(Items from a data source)

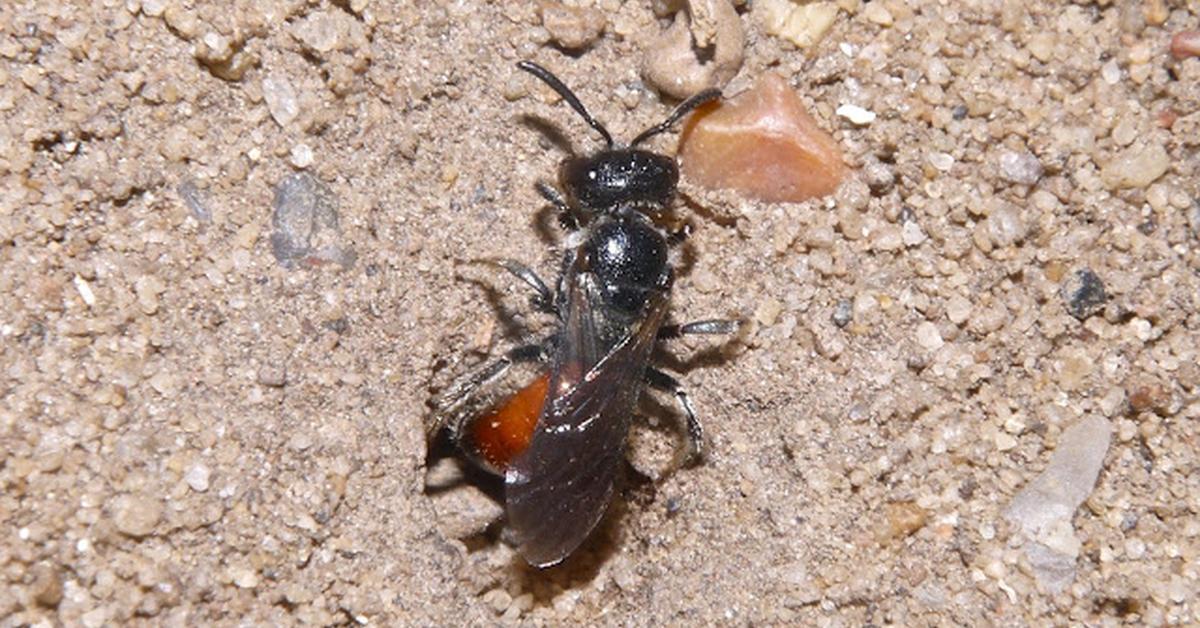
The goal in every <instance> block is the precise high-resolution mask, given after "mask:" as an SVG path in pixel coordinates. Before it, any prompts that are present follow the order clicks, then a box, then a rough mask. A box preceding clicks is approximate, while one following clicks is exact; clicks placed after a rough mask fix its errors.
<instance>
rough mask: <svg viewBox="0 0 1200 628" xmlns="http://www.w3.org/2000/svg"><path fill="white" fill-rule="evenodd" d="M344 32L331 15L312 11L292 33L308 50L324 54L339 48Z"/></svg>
mask: <svg viewBox="0 0 1200 628" xmlns="http://www.w3.org/2000/svg"><path fill="white" fill-rule="evenodd" d="M344 30H346V29H344V28H342V24H341V20H338V19H337V18H335V17H334V16H332V14H330V13H328V12H325V11H313V12H312V13H308V16H307V17H306V18H304V19H302V20H300V22H299V23H298V24H296V26H295V31H294V32H295V36H296V38H298V40H300V42H301V43H304V44H305V47H307V48H308V49H310V50H313V52H316V53H322V54H324V53H329V52H332V50H334V49H336V48H338V47H340V46H341V43H342V37H343V36H344ZM264 91H265V90H264Z"/></svg>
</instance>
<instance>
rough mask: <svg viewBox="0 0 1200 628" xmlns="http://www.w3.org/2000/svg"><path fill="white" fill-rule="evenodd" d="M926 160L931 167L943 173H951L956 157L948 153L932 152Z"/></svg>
mask: <svg viewBox="0 0 1200 628" xmlns="http://www.w3.org/2000/svg"><path fill="white" fill-rule="evenodd" d="M926 159H928V160H929V165H930V166H932V167H935V168H937V169H938V171H942V172H949V169H950V168H953V167H954V156H953V155H949V154H946V152H930V154H929V155H928V156H926Z"/></svg>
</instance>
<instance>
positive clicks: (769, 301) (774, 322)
mask: <svg viewBox="0 0 1200 628" xmlns="http://www.w3.org/2000/svg"><path fill="white" fill-rule="evenodd" d="M782 311H784V306H782V304H780V303H779V300H778V299H770V298H768V299H766V300H763V301H762V303H760V304H758V307H757V309H755V312H754V318H755V321H757V322H758V324H761V325H762V327H770V325H773V324H775V321H776V319H779V315H780V313H781V312H782Z"/></svg>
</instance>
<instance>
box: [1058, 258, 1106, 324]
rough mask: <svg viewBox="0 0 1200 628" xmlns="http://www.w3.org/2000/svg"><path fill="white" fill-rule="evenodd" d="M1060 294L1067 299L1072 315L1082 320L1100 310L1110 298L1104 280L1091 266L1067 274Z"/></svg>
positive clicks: (1070, 311) (1062, 298)
mask: <svg viewBox="0 0 1200 628" xmlns="http://www.w3.org/2000/svg"><path fill="white" fill-rule="evenodd" d="M1060 294H1061V295H1062V299H1063V300H1064V301H1067V311H1068V312H1069V313H1070V316H1074V317H1075V318H1078V319H1080V321H1082V319H1085V318H1087V317H1090V316H1092V315H1094V313H1096V312H1099V311H1100V310H1102V309H1103V307H1104V303H1105V301H1106V300H1108V298H1109V297H1108V294H1106V293H1105V291H1104V282H1102V281H1100V277H1098V276H1097V275H1096V273H1093V271H1092V269H1090V268H1084V269H1080V270H1076V271H1075V273H1072V274H1070V275H1067V279H1066V280H1063V282H1062V289H1061V291H1060Z"/></svg>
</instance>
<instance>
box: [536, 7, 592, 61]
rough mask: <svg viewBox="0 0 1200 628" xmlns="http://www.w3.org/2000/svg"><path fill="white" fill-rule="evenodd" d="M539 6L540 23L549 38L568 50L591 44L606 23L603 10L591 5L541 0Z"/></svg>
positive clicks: (583, 48)
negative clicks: (574, 5)
mask: <svg viewBox="0 0 1200 628" xmlns="http://www.w3.org/2000/svg"><path fill="white" fill-rule="evenodd" d="M539 8H540V12H541V25H542V28H545V29H546V32H548V34H550V38H551V40H552V41H553V42H554V43H557V44H559V46H562V47H563V48H566V49H568V50H582V49H584V48H587V47H588V46H592V43H593V42H595V41H596V40H598V38H600V35H601V34H604V29H605V26H606V25H607V23H606V20H605V14H604V12H601V11H600V10H598V8H593V7H581V6H565V5H563V4H559V2H552V1H548V0H542V1H541V2H539Z"/></svg>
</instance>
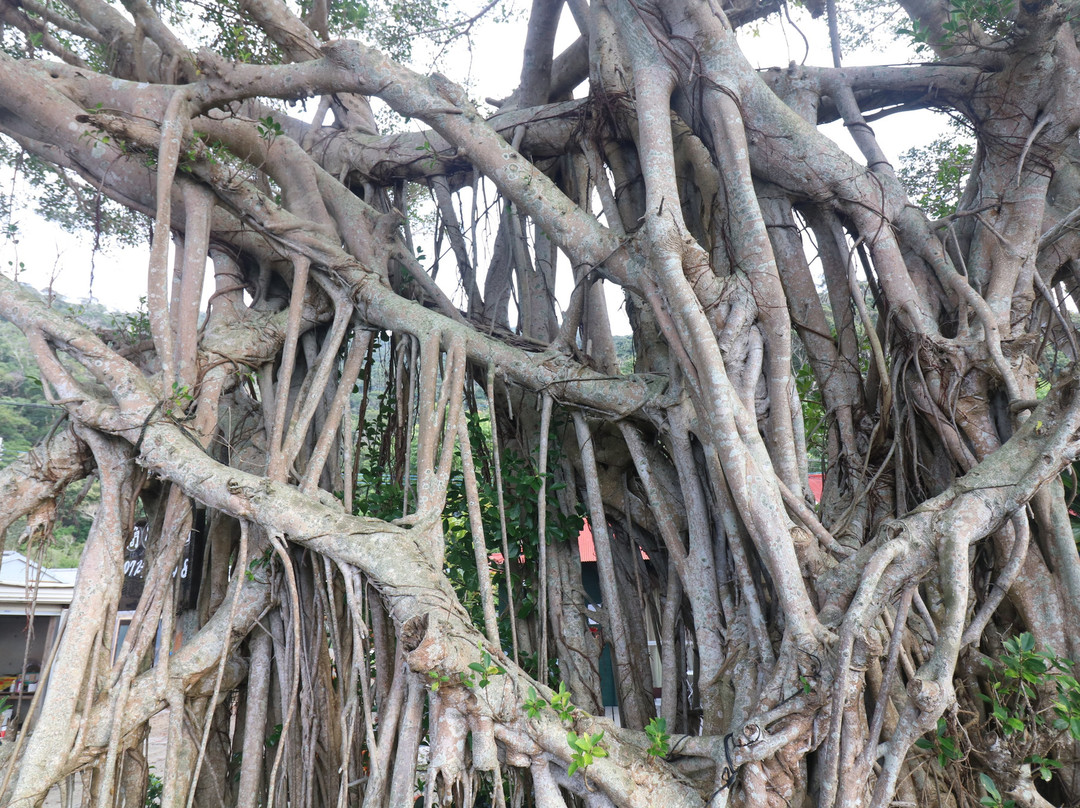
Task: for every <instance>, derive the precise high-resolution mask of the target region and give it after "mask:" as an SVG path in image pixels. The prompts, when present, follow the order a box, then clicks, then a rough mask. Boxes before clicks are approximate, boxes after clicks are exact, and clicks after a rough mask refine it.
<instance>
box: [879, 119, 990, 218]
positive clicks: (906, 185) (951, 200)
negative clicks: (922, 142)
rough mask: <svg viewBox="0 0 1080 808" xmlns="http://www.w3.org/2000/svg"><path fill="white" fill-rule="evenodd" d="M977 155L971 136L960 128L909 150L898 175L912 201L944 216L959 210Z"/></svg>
mask: <svg viewBox="0 0 1080 808" xmlns="http://www.w3.org/2000/svg"><path fill="white" fill-rule="evenodd" d="M974 156H975V144H974V142H973V140H972V138H971V136H970V135H967V134H966V133H963V132H959V131H958V132H956V133H955V134H951V135H945V136H942V137H939V138H937V139H935V140H933V142H932V143H930V144H929V145H928V146H917V147H915V148H913V149H908V150H907V151H905V152H904V153H903V154H901V157H900V166H901V167H900V171H899V172H897V176H899V177H900V181H902V183H903V184H904V187H905V188H907V194H908V197H910V198H912V202H914V203H915V204H916V205H918V206H919V207H921V208H922V210H924V211H926V212H927V215H928V216H930V217H932V218H937V219H941V218H944V217H946V216H949V215H951V214H954V213H956V206H957V204H959V202H960V197H961V196H962V194H963V186H964V183H966V181H967V179H968V175H969V174H970V173H971V163H972V160H973V159H974Z"/></svg>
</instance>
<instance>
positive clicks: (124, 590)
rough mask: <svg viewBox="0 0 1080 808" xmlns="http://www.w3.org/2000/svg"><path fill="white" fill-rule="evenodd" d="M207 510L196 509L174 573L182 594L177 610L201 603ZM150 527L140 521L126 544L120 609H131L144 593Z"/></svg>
mask: <svg viewBox="0 0 1080 808" xmlns="http://www.w3.org/2000/svg"><path fill="white" fill-rule="evenodd" d="M205 527H206V511H205V510H204V509H201V508H200V509H197V510H195V512H194V519H193V522H192V525H191V530H190V531H189V533H188V538H187V541H186V542H185V547H184V555H183V556H181V558H180V564H179V569H178V570H176V571H175V573H173V575H174V576H175V575H178V576H179V578H180V581H179V584H180V585H179V589H180V591H179V595H178V597H177V598H176V610H177V612H180V611H186V610H188V609H193V608H195V607H197V606H198V604H199V585H200V584H201V582H202V558H203V551H204V550H205V548H206V530H205ZM149 533H150V528H149V526H148V525H147V523H146V521H145V520H139V521H138V522H137V523H136V524H135V529H134V531H133V533H132V537H131V539H130V540H129V541H127V544H126V546H125V547H124V582H123V587H122V589H121V591H120V606H119V608H120V610H121V611H131V610H134V609H135V608H136V607H137V606H138V601H139V598H140V597H141V596H143V587H144V584H145V583H146V574H147V568H148V566H149V565H148V563H147V557H146V540H147V538H148V536H149Z"/></svg>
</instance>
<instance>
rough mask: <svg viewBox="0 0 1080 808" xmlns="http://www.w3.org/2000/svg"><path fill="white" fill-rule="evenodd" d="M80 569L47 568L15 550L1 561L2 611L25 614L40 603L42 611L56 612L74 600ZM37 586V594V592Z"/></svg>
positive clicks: (1, 609)
mask: <svg viewBox="0 0 1080 808" xmlns="http://www.w3.org/2000/svg"><path fill="white" fill-rule="evenodd" d="M77 574H78V570H77V569H45V568H43V567H40V566H38V564H36V563H35V562H32V561H30V560H29V558H27V557H26V556H25V555H23V554H22V553H17V552H15V551H14V550H4V553H3V562H2V564H0V615H25V614H26V609H27V606H28V605H29V604H30V603H31V602H33V603H36V604H37V607H38V608H37V612H38V614H39V615H55V614H58V612H59V610H60V609H62V608H64V607H66V606H67V605H68V604H70V603H71V597H72V596H73V595H75V579H76V575H77ZM35 590H37V596H35Z"/></svg>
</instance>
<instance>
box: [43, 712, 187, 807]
mask: <svg viewBox="0 0 1080 808" xmlns="http://www.w3.org/2000/svg"><path fill="white" fill-rule="evenodd" d="M167 741H168V711H167V710H163V711H162V712H160V713H158V714H157V715H156V716H153V717H152V718H151V719H150V737H149V739H148V741H147V750H146V757H147V760H149V763H150V769H151V771H152V772H153V773H156V775H158V777H162V776H163V775H164V771H165V746H166V745H167ZM71 782H72V783H73V785H75V787H73V789H72V793H71V799H70V800H69V803H68V805H70V806H76V805H82V777H81V776H80V775H76V776H73V777H72V778H71ZM63 805H64V803H63V802H62V799H60V789H59V786H58V785H57V786H56V787H54V789H53V790H52V791H51V792H49V796H48V797H45V804H44V808H63Z"/></svg>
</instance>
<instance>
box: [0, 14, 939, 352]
mask: <svg viewBox="0 0 1080 808" xmlns="http://www.w3.org/2000/svg"><path fill="white" fill-rule="evenodd" d="M527 5H528V4H527V3H526V2H524V0H516V6H517V9H518V10H522V9H523V8H527ZM793 12H794V14H795V15H796V22H797V23H798V25H799V28H800V29H801V30H802V32H804V33H805V35H806V36H807V38H808V39H809V40H810V44H811V50H810V55H809V58H808V64H818V65H828V64H832V56H831V54H829V51H828V43H827V31H826V26H825V21H824V18H821V19H810V18H809V16H808V15H807V14H806V13H805V12H804V11H802V10H800V9H794V10H793ZM756 30H757V33H756V35H755V33H754V32H753V31H751V30H750V29H748V28H743V29H742V30H741V33H740V42H741V43H742V45H743V49H744V51H745V53H746V54H747V57H748V58H750V60H751V63H752V64H754V65H755V66H756V67H760V68H765V67H773V66H782V65H787V64H788V63H789V62H792V60H796V62H801V59H802V56H804V48H805V46H804V43H802V39H801V38H800V37H799V36H798V35H797V33H795V32H793V31H792V30H791V26H789V25H788V24H787V23H785V22H783V21H782V19H780V18H779V17H778V16H775V15H774V16H773V17H772V18H770V19H769V21H767V22H765V23H761V24H759V25H758V26H757V28H756ZM577 33H578V31H577V27H576V26H575V24H573V19H572V17H571V16H570V14H569V11H564V14H563V19H562V21H561V26H559V31H558V38H557V40H556V49H555V52H556V53H558V52H559V51H561V50H562V49H563V48H565V46H566V45H568V44H569V43H570V42H572V41H573V39H575V38H576V37H577ZM524 44H525V25H524V18H519V19H518V21H517V22H511V23H503V24H492V23H487V24H484V23H482V24H480V25H478V26H477V27H476V29H475V30H474V35H473V38H472V46H471V48H470V46H467V45H465V44H464V43H462V44H460V45H459V46H458V48H457V49H456V50H455V51H453V52H450V53H449V54H448V55H446V56H444V58H443V59H442V63H441V64H440V65H438V66H437V69H438V70H441V71H443V72H445V73H447V75H448V76H450V78H453V79H455V80H459V81H460V80H467V81H469V82H470V84H472V94H473V95H475V96H481V97H504V96H507V95H509V94H510V93H511V92H512V91H513V90H514V89H515V87H516V86H517V82H518V76H519V72H521V58H522V53H523V52H524ZM909 55H910V54H909V51H908V50H907V49H906V48H905V46H904V45H902V44H901V43H899V42H897V43H896V44H895V45H894V46H893V48H891V49H885V50H882V49H880V48H874V49H866V50H865V51H864V52H854V53H851V54H845V64H849V65H856V64H881V63H882V62H893V63H903V62H905V60H907V58H909ZM418 56H419V54H418ZM416 63H417V64H414V67H415V68H416V69H419V70H426V69H430V67H429V66H428V65H427V64H423V63H422V62H421V60H420V59H419V58H418V59H416ZM916 115H918V116H920V118H919V120H918V121H914V120H913V118H914V117H915V116H916ZM903 119H904V121H903V124H902V125H897V124H892V123H891V122H890V121H889V120H888V119H886V120H883V121H879V122H877V123H876V124H875V130H876V132H877V134H878V138H879V143H880V144H881V146H882V148H883V149H885V152H886V154H887V156H888V157H889V158H890V159H893V160H894V159H895V158H896V157H897V156H899V154H900V153H901V152H902V151H904V150H906V149H909V148H912V147H913V146H919V145H924V144H927V143H929V142H930V140H932V139H933V138H934V137H936V136H939V135H940V134H941V133H942V132H943V131H944V118H943V117H942V116H935V115H933V113H929V112H927V113H912V112H907V113H905V115H904V116H903ZM825 131H826V133H827V134H828V135H829V136H831V137H832V138H833V139H835V140H836V142H837V144H838V145H839V146H840V147H841V148H845V149H847V150H848V151H850V152H851V153H852V154H854V156H855V157H856V159H859V160H862V158H861V157H860V156H859V152H858V150H856V149H855V148H854V144H853V143H852V142H851V139H850V137H849V136H848V134H847V132H846V131H845V130H843V127H842V126H841V125H839V124H831V125H829V126H828V127H826V129H825ZM11 181H12V178H11V176H10V175H9V176H2V177H0V184H3V185H8V184H10V183H11ZM9 187H10V186H9ZM492 198H494V196H492V194H490V193H489V194H488V199H492ZM16 218H17V225H18V228H19V238H18V242H17V243H13V242H12V241H11V240H8V239H0V271H4V272H5V273H6V274H9V275H11V274H13V273H14V272H15V271H16V270H18V269H19V265H22V271H19V274H18V277H19V280H21V281H24V282H28V283H30V284H32V285H35V286H37V287H38V288H42V289H44V288H45V287H48V286H50V285H52V287H53V288H54V289H55V291H56V292H57V293H59V294H62V295H63V296H65V297H67V298H69V299H72V300H81V299H83V298H86V297H89V296H91V294H92V295H93V298H94V299H95V300H96V301H98V302H102V304H104V305H105V306H107V307H109V308H111V309H116V310H121V311H133V310H135V309H136V308H137V307H138V305H139V298H140V297H141V296H144V295H145V294H146V268H147V258H148V253H149V246H148V245H147V246H146V247H140V248H111V250H108V251H104V252H99V253H98V254H97V255H96V256H93V260H92V250H91V247H92V244H93V237H92V235H91V234H72V233H67V232H64V231H63V230H62V229H60V228H59V227H58V226H56V225H52V224H49V223H45V221H43V220H42V219H40V218H39V217H37V216H35V215H32V214H31V213H29V212H23V213H21V214H18V215H17V217H16ZM2 224H3V225H6V223H2ZM424 252H426V253H427V254H428V256H429V261H430V259H431V257H432V252H433V250H432V246H431V244H430V242H429V244H427V245H426V246H424ZM484 262H485V261H484V258H483V255H482V256H481V264H482V265H483V264H484ZM92 264H93V285H91V277H92V275H91V272H92ZM453 267H454V264H453V259H451V260H449V261H446V260H444V264H443V269H442V270H441V272H440V282H441V284H442V283H443V282H444V279H445V282H447V283H449V284H450V285H451V286H453V283H454V281H453V274H454V269H453ZM566 269H567V265H566V262H565V259H564V260H563V264H562V265H561V274H562V275H563V277H564V282H561V283H559V284H558V286H557V288H556V295H557V296H558V297H559V298H561V299H563V300H565V299H567V297H568V291H569V286H570V281H569V278H568V275H569V272H568V271H566ZM205 287H206V289H207V295H208V294H210V292H211V291H212V288H213V281H212V278H207V283H206V284H205ZM447 292H448V293H449V294H451V295H453V293H454V288H447ZM609 298H612V299H610V301H609V302H610V306H609V308H610V309H611V317H612V328H613V331H615V332H616V333H629V323H627V322H626V320H625V317H624V315H623V314H622V313H621V311H620V310H621V307H622V301H621V295H620V294H618V291H612V289H609ZM455 299H456V301H460V299H459V297H458V296H456V295H455Z"/></svg>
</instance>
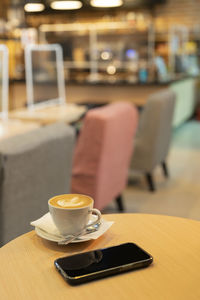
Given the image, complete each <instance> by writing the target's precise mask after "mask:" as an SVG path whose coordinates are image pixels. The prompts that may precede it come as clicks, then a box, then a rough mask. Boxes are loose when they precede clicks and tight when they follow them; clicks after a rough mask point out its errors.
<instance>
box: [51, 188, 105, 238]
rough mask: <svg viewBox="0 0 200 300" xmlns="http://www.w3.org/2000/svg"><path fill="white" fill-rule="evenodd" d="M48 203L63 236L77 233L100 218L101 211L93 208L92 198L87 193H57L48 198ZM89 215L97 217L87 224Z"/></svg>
mask: <svg viewBox="0 0 200 300" xmlns="http://www.w3.org/2000/svg"><path fill="white" fill-rule="evenodd" d="M48 205H49V211H50V214H51V216H52V219H53V221H54V223H55V225H56V227H57V228H58V230H59V232H60V234H61V235H63V236H66V235H69V234H78V233H80V232H81V231H83V230H84V229H86V228H87V227H88V226H92V225H95V224H97V223H99V221H100V219H101V212H100V211H99V210H98V209H95V208H93V205H94V200H93V199H92V198H91V197H89V196H87V195H82V194H63V195H58V196H55V197H52V198H50V199H49V201H48ZM91 215H96V216H97V218H96V219H95V221H93V222H91V223H90V224H89V225H88V222H89V219H90V216H91Z"/></svg>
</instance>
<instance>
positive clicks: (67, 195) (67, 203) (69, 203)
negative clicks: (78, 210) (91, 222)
mask: <svg viewBox="0 0 200 300" xmlns="http://www.w3.org/2000/svg"><path fill="white" fill-rule="evenodd" d="M49 203H50V204H51V205H53V206H55V207H58V208H65V209H74V208H81V207H85V206H91V205H92V206H93V199H92V198H90V197H89V196H86V195H81V194H64V195H58V196H55V197H53V198H51V199H50V200H49Z"/></svg>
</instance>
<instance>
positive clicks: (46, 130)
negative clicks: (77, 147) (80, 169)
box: [0, 123, 75, 246]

Task objective
The lines above starting at the one that contains "Given the image, complete" and ending at the one that contains "box: [51, 188, 105, 238]" must be transcribed exactly, and no other lines may appear.

Solution for this task
Given the image, complete each <instance> by writing the target's precise mask after "mask:" as an SVG path whose coordinates are image pixels. The prompts that may precede it come as clicks, then a box, then a rough mask. Boxes are loose when they precede clicks and tight when they follow them; clicks after a rough mask point out its errors.
<instance>
box: [51, 188, 105, 238]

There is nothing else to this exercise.